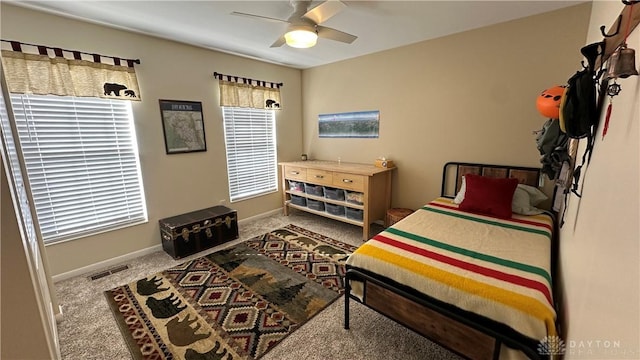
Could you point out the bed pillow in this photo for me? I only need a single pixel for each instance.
(460, 195)
(489, 196)
(535, 195)
(525, 199)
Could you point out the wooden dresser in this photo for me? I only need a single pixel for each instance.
(357, 194)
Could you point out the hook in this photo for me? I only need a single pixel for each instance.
(618, 23)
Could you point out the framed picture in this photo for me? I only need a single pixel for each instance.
(359, 124)
(183, 126)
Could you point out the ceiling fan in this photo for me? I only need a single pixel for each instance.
(304, 25)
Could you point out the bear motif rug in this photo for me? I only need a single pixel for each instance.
(236, 303)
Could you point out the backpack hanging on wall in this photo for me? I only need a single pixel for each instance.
(579, 108)
(552, 145)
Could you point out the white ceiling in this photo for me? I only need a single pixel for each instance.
(379, 25)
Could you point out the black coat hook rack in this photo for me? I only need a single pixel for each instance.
(602, 28)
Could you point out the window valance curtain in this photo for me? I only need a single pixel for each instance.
(241, 92)
(41, 74)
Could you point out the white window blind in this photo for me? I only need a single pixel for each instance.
(82, 163)
(251, 151)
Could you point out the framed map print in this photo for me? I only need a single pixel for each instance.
(183, 126)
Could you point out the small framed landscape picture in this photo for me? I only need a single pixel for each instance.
(183, 126)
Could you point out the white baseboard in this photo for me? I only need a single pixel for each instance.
(105, 263)
(123, 258)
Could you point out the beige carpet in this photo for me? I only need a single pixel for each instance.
(89, 331)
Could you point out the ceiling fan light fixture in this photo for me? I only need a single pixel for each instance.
(301, 38)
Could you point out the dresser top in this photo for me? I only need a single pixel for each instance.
(352, 168)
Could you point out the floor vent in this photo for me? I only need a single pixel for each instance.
(108, 272)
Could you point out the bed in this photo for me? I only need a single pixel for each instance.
(464, 272)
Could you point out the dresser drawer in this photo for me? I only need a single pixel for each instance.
(295, 173)
(349, 181)
(321, 177)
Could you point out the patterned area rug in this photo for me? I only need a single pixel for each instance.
(232, 304)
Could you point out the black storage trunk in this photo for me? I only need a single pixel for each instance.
(189, 233)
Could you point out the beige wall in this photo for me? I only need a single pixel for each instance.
(176, 183)
(18, 305)
(466, 97)
(600, 249)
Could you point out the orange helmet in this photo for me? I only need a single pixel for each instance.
(548, 102)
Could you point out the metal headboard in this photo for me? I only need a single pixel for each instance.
(452, 174)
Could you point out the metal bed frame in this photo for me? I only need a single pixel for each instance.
(480, 329)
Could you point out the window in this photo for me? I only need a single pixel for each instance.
(251, 152)
(82, 164)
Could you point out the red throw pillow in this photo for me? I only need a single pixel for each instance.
(489, 196)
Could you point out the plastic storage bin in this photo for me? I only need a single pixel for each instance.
(354, 197)
(333, 193)
(355, 214)
(296, 186)
(312, 189)
(315, 204)
(335, 209)
(298, 200)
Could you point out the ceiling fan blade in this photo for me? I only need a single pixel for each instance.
(259, 17)
(333, 34)
(281, 41)
(324, 11)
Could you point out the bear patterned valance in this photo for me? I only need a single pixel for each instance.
(241, 92)
(43, 74)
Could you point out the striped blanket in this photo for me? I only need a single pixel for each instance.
(499, 269)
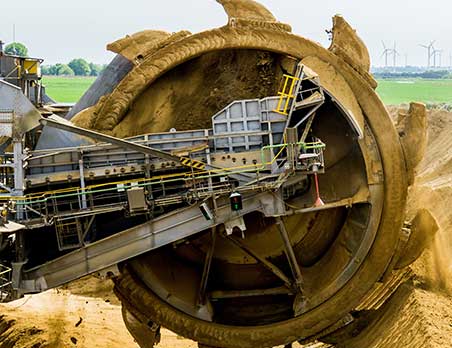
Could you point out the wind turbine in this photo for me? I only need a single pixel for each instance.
(395, 53)
(386, 53)
(430, 49)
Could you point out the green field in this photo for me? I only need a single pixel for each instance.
(66, 89)
(70, 89)
(394, 92)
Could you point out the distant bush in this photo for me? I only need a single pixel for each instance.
(429, 74)
(81, 69)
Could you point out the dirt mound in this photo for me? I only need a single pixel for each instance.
(85, 313)
(420, 314)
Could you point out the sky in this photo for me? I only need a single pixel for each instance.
(59, 30)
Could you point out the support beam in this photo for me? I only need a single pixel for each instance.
(164, 230)
(60, 123)
(267, 264)
(206, 270)
(293, 263)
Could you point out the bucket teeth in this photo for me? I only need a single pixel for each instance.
(246, 9)
(423, 230)
(348, 45)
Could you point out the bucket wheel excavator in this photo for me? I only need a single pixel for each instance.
(243, 186)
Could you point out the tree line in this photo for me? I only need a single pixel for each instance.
(76, 67)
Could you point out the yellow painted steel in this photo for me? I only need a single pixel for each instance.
(285, 96)
(32, 66)
(188, 175)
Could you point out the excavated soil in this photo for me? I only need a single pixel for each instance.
(87, 314)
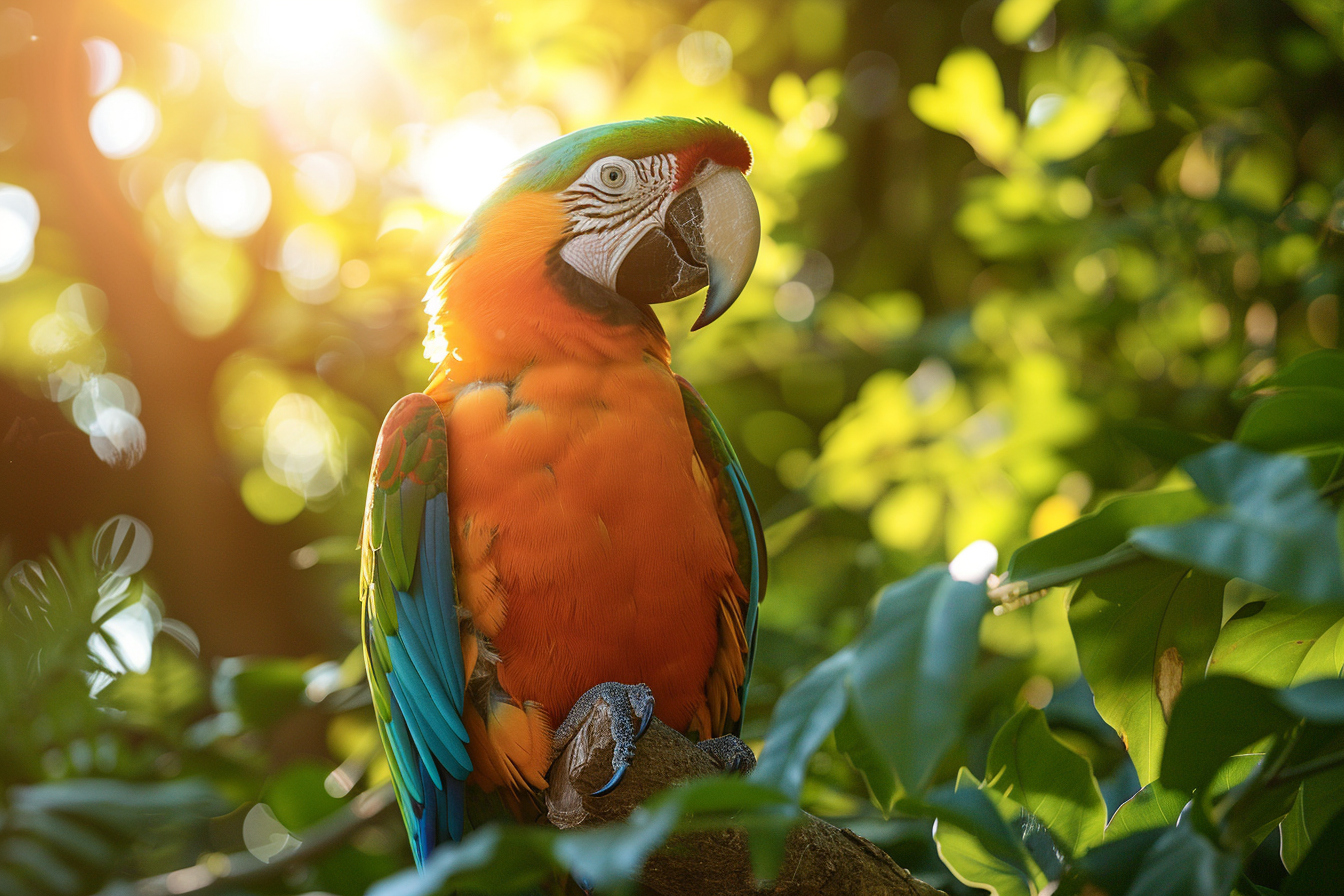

________

SET TASK: Pull out every line of the listing above that contains the word "white", copying each one in full.

TASK OUTPUT:
Could you point out the white ceiling in this photo for me? I only need a single pixel for each instance.
Could you point out the white window blind in this photo for me? I only need a single pixel for each instance.
Could you point out the white baseboard in this photo for me? I only need a single pixel for each instance.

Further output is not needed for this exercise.